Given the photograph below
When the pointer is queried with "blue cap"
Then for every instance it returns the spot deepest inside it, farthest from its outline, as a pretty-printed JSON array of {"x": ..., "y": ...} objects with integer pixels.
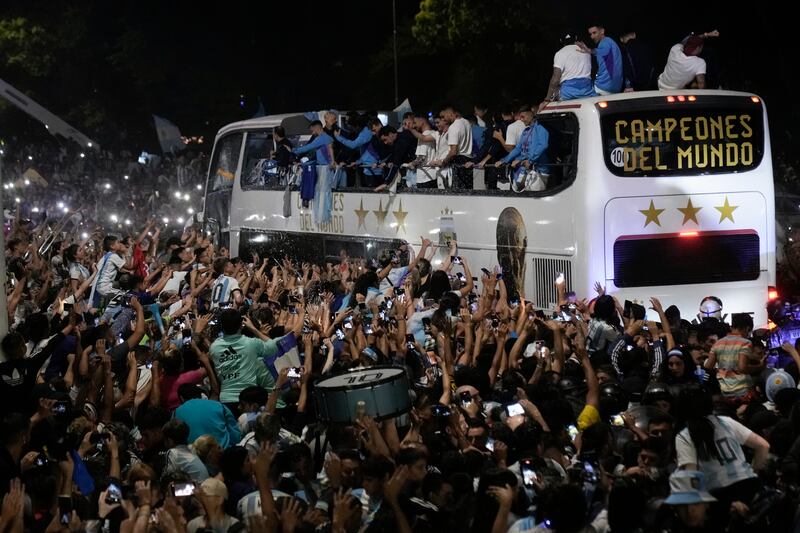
[
  {"x": 776, "y": 381},
  {"x": 687, "y": 487},
  {"x": 369, "y": 352}
]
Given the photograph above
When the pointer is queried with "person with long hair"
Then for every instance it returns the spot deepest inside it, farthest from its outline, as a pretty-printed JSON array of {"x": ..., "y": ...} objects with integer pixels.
[{"x": 714, "y": 445}]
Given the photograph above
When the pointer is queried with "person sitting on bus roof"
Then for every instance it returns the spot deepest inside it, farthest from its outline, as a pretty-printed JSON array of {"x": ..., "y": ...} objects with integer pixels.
[
  {"x": 404, "y": 146},
  {"x": 322, "y": 146},
  {"x": 424, "y": 175},
  {"x": 365, "y": 142},
  {"x": 509, "y": 136},
  {"x": 608, "y": 79},
  {"x": 684, "y": 64},
  {"x": 637, "y": 62},
  {"x": 572, "y": 72},
  {"x": 459, "y": 141},
  {"x": 531, "y": 151},
  {"x": 283, "y": 148}
]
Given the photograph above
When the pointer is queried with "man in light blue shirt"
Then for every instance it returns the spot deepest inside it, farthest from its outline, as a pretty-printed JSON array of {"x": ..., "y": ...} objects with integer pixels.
[
  {"x": 322, "y": 146},
  {"x": 608, "y": 79},
  {"x": 365, "y": 143},
  {"x": 206, "y": 417},
  {"x": 179, "y": 457}
]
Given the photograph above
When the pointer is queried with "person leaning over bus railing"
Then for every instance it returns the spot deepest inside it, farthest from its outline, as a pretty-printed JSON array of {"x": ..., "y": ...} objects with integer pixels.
[
  {"x": 459, "y": 142},
  {"x": 530, "y": 151},
  {"x": 403, "y": 145},
  {"x": 366, "y": 143},
  {"x": 684, "y": 64},
  {"x": 572, "y": 72}
]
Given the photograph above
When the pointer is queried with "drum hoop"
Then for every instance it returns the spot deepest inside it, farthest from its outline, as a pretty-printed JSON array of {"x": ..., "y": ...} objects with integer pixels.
[{"x": 371, "y": 384}]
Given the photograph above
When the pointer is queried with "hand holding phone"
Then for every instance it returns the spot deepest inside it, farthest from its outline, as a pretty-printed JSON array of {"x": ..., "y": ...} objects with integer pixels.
[
  {"x": 515, "y": 409},
  {"x": 65, "y": 509},
  {"x": 466, "y": 399},
  {"x": 113, "y": 493},
  {"x": 181, "y": 490},
  {"x": 529, "y": 475}
]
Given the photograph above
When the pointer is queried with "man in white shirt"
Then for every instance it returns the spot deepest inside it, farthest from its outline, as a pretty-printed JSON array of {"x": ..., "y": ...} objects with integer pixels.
[
  {"x": 684, "y": 64},
  {"x": 572, "y": 72},
  {"x": 427, "y": 139},
  {"x": 513, "y": 132},
  {"x": 225, "y": 289},
  {"x": 459, "y": 141},
  {"x": 109, "y": 266}
]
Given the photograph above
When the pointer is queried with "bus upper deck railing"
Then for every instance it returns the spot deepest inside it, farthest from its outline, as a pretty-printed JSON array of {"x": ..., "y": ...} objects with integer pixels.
[{"x": 266, "y": 174}]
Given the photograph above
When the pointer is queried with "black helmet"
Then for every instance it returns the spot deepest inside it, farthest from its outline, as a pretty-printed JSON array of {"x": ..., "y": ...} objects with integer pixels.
[
  {"x": 568, "y": 37},
  {"x": 613, "y": 399},
  {"x": 656, "y": 392},
  {"x": 569, "y": 384}
]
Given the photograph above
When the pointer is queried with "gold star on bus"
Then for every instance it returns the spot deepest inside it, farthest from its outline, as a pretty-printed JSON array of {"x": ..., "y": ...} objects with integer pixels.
[
  {"x": 689, "y": 212},
  {"x": 362, "y": 213},
  {"x": 400, "y": 215},
  {"x": 726, "y": 210},
  {"x": 651, "y": 214},
  {"x": 381, "y": 213}
]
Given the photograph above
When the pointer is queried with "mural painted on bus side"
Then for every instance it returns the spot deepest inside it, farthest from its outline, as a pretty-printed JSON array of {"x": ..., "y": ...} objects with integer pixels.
[{"x": 512, "y": 241}]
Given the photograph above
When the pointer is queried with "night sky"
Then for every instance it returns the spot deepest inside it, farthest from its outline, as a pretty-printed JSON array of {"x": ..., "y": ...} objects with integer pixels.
[{"x": 190, "y": 62}]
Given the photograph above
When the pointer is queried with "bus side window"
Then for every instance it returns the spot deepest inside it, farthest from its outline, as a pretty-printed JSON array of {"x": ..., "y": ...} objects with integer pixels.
[
  {"x": 258, "y": 170},
  {"x": 562, "y": 148}
]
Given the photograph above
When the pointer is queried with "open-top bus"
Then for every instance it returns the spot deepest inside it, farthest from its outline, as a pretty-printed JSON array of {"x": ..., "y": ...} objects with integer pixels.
[{"x": 666, "y": 194}]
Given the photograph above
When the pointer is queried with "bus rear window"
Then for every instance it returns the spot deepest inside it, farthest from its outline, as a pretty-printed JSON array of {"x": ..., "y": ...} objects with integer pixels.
[
  {"x": 708, "y": 135},
  {"x": 679, "y": 259}
]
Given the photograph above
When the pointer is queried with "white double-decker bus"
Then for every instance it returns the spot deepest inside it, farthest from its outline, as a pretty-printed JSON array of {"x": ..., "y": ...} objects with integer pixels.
[{"x": 666, "y": 194}]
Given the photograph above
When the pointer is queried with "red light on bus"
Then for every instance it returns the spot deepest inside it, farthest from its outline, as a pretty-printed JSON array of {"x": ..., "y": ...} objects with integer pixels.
[{"x": 772, "y": 293}]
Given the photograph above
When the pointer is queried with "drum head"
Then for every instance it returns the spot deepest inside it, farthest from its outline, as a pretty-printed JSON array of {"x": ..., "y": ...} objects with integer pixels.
[{"x": 366, "y": 377}]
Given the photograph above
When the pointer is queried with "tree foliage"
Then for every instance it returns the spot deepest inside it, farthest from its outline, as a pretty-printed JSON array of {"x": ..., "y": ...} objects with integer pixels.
[{"x": 26, "y": 46}]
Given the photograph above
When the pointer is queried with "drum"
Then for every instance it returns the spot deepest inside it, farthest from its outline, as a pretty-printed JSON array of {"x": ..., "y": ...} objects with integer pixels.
[{"x": 383, "y": 389}]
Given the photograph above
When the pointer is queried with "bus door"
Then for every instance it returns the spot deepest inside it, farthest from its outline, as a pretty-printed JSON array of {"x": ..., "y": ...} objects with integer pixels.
[{"x": 221, "y": 176}]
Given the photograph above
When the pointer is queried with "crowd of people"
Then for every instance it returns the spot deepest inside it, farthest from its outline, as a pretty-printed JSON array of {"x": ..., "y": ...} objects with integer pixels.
[
  {"x": 153, "y": 384},
  {"x": 100, "y": 188}
]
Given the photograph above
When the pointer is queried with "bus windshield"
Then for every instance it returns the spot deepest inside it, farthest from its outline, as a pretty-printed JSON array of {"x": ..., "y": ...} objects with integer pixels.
[{"x": 682, "y": 135}]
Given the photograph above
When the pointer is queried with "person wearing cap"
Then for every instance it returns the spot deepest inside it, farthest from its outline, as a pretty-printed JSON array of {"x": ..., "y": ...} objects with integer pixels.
[
  {"x": 608, "y": 79},
  {"x": 572, "y": 72},
  {"x": 733, "y": 358},
  {"x": 690, "y": 499},
  {"x": 684, "y": 64},
  {"x": 212, "y": 495},
  {"x": 715, "y": 446}
]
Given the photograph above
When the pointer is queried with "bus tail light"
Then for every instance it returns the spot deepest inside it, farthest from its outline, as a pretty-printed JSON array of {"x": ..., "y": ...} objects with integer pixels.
[{"x": 772, "y": 294}]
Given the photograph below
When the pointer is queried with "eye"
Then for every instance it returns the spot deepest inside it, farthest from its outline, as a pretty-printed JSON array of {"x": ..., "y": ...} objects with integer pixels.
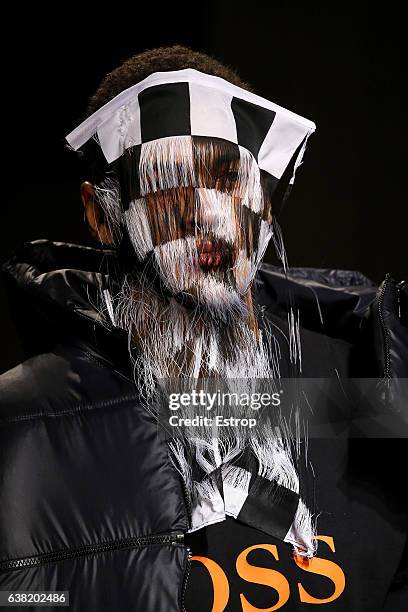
[{"x": 231, "y": 175}]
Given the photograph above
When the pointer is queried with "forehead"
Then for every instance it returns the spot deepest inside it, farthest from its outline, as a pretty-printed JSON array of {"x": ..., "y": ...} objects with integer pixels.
[{"x": 186, "y": 161}]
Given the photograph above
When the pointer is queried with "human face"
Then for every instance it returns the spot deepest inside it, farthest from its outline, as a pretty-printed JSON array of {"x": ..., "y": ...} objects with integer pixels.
[{"x": 202, "y": 217}]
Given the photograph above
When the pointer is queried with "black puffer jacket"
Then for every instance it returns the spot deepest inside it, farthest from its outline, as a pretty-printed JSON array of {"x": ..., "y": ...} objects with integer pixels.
[{"x": 90, "y": 502}]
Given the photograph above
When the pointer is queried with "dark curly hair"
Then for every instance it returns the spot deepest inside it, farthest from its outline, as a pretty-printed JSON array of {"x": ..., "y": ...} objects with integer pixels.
[{"x": 161, "y": 59}]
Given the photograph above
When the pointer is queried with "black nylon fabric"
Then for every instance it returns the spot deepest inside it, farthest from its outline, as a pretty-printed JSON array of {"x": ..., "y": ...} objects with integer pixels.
[{"x": 80, "y": 460}]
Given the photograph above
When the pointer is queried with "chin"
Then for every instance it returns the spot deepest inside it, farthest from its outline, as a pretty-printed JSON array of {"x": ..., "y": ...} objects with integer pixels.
[{"x": 213, "y": 296}]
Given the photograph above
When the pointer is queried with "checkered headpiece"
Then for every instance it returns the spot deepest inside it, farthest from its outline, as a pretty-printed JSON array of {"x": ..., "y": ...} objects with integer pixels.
[{"x": 191, "y": 103}]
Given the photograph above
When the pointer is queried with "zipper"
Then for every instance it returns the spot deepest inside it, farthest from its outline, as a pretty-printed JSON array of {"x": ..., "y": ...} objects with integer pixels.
[
  {"x": 387, "y": 371},
  {"x": 92, "y": 549},
  {"x": 185, "y": 579}
]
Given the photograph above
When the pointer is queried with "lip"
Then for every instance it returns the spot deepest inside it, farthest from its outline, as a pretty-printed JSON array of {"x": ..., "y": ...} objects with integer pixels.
[{"x": 210, "y": 254}]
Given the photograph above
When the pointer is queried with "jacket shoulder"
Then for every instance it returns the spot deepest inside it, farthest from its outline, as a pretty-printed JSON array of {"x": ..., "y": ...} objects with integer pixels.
[{"x": 59, "y": 381}]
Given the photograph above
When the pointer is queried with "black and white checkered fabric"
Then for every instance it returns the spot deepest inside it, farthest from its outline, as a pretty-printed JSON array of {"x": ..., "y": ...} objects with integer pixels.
[{"x": 189, "y": 102}]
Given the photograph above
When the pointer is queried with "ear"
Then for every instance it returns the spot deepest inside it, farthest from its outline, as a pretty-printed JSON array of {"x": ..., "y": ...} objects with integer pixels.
[{"x": 94, "y": 215}]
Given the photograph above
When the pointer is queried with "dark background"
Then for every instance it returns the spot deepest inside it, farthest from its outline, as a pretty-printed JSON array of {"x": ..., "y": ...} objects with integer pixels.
[{"x": 344, "y": 71}]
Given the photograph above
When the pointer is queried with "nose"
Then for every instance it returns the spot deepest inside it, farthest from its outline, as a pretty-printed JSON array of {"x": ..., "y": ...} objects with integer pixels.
[{"x": 209, "y": 256}]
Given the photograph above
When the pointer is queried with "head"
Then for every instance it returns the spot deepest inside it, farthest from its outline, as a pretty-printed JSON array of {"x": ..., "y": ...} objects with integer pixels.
[{"x": 200, "y": 217}]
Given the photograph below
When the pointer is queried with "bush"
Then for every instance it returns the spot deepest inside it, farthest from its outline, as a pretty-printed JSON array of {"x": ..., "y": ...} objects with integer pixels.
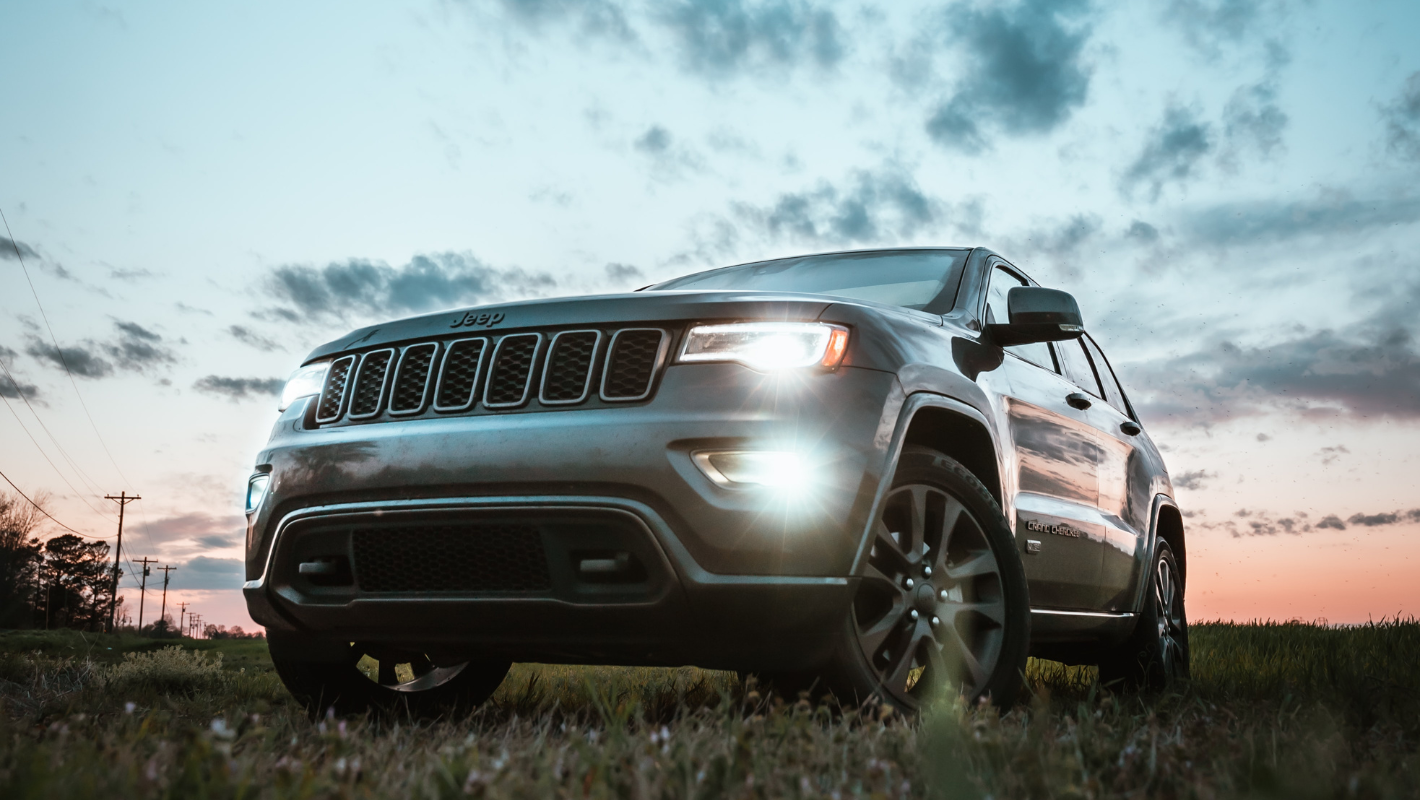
[{"x": 171, "y": 669}]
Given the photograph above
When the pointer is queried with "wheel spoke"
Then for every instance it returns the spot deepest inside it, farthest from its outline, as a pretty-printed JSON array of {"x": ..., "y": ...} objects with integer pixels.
[
  {"x": 896, "y": 677},
  {"x": 872, "y": 638},
  {"x": 386, "y": 672}
]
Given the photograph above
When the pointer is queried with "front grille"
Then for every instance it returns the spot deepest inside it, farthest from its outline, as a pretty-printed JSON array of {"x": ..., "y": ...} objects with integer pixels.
[
  {"x": 511, "y": 370},
  {"x": 632, "y": 364},
  {"x": 570, "y": 367},
  {"x": 465, "y": 559},
  {"x": 332, "y": 397},
  {"x": 412, "y": 378},
  {"x": 489, "y": 373},
  {"x": 369, "y": 384}
]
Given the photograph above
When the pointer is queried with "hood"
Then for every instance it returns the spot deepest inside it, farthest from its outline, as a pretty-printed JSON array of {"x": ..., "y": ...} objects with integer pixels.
[{"x": 590, "y": 310}]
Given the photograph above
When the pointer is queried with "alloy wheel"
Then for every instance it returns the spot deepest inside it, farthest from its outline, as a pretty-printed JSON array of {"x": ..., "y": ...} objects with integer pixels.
[
  {"x": 930, "y": 611},
  {"x": 1169, "y": 610},
  {"x": 401, "y": 671}
]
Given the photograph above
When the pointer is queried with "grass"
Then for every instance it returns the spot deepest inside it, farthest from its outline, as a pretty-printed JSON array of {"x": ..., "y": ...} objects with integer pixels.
[{"x": 1273, "y": 711}]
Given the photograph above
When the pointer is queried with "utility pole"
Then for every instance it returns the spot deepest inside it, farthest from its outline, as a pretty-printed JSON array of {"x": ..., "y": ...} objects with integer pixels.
[
  {"x": 118, "y": 550},
  {"x": 164, "y": 613},
  {"x": 142, "y": 588}
]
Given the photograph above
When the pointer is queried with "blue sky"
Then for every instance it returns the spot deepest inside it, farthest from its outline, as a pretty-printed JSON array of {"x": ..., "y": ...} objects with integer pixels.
[{"x": 203, "y": 193}]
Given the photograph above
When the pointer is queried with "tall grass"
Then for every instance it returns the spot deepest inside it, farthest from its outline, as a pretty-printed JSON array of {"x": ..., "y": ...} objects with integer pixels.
[{"x": 1274, "y": 711}]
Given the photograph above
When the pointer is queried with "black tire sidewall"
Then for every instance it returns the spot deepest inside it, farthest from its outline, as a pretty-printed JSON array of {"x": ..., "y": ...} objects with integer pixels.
[{"x": 852, "y": 678}]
= = = = = = =
WHAT IS EXPECTED - Select every line of the lines above that contains the word "checkered", and copy each one out. Case counts.

OUTPUT FOR THIS EXERCISE -
When the pointer is queried with "checkered headpiece"
When the pointer is queried with "black and white checkered fabric"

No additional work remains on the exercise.